• Text block:
========================================================================
Early in 2009, President Obama signed the American Recovery and Reinvestment Act (ARRA). Commonly known as the Stimulus, or Recovery Act, it was intended to juice the sluggish economy, and it reached into all corners of our culture. One of its effects on health care was the establishment of a national electronic medical record (EMR).
Financial incentives were provided for medical providers to transition to electronic record-keeping. Well-designed and well run e-record programs improve efficiency and enhance patient safety, but they require conscientious attention on the part of designers and providers.
One such provider, a cardiologist and a fan of EMR, recently had an experience that prompted him to wonder if electronic record-keeping systems should be considered medical devices, and therefore subject to all the same kind of regulatory oversight given, say, a heart defibrillator.
Dr. Wes Fisher received a medical record from a major medical center that employed an EMR manufactured by a well-established, billion-dollar corporation. As recounted on KevinMD.com, he saw “one of the better examples of how EMRs are contributing to misinformation and confusion when health-care is delivered.”
========================================================================
• Listed entries:
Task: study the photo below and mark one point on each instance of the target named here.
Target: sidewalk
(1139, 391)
========================================================================
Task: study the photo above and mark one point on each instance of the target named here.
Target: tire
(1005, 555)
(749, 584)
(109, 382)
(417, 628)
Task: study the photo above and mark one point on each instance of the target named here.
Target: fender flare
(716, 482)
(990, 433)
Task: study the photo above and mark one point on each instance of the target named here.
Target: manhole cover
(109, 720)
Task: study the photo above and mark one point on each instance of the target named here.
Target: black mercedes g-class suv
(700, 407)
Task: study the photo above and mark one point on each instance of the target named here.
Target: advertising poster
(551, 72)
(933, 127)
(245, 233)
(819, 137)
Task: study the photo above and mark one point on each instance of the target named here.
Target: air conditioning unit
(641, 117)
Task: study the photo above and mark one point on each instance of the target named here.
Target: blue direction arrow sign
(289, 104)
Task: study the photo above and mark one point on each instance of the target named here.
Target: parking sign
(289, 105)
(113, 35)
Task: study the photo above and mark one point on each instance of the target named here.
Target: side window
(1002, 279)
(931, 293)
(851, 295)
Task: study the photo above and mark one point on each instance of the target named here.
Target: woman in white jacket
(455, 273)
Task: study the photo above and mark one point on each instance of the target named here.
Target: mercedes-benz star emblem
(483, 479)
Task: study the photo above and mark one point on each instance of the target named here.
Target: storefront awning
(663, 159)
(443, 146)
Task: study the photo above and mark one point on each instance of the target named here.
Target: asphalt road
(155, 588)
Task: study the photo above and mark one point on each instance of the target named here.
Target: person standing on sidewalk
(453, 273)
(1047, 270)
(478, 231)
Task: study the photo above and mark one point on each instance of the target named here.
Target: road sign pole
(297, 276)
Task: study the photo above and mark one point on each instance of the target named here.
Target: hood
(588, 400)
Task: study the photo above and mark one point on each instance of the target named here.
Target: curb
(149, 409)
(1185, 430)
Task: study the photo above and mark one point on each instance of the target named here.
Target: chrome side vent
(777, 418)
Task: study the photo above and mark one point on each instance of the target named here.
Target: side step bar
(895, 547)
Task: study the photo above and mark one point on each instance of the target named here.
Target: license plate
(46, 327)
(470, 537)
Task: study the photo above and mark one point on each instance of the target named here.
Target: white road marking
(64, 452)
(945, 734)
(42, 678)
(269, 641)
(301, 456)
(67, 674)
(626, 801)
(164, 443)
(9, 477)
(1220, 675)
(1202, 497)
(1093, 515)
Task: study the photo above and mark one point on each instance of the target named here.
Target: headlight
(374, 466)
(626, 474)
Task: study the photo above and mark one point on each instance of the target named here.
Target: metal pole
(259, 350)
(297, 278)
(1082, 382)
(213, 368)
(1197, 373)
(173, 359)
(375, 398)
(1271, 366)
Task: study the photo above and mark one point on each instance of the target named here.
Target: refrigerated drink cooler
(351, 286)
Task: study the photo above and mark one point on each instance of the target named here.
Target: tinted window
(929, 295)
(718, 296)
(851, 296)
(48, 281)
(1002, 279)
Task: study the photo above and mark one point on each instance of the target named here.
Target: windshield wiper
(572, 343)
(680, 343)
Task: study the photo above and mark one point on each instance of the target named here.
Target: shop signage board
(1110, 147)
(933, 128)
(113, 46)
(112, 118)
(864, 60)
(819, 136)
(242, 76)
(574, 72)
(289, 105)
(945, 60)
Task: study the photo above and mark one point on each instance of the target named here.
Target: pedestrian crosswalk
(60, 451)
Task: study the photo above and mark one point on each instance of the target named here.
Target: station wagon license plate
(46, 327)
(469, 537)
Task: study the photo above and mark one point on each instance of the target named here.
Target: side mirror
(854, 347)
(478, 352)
========================================================================
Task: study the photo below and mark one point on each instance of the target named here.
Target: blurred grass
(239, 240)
========================================================================
Reproduce word for word the passage of the electronic medical records text that begins at the words "Early in 2009, President" and stops after the words "medical record (EMR).".

Early in 2009, President Obama signed the American Recovery and Reinvestment Act (ARRA). Commonly known as the Stimulus, or Recovery Act, it was intended to juice the sluggish economy, and it reached into all corners of our culture. One of its effects on health care was the establishment of a national electronic medical record (EMR).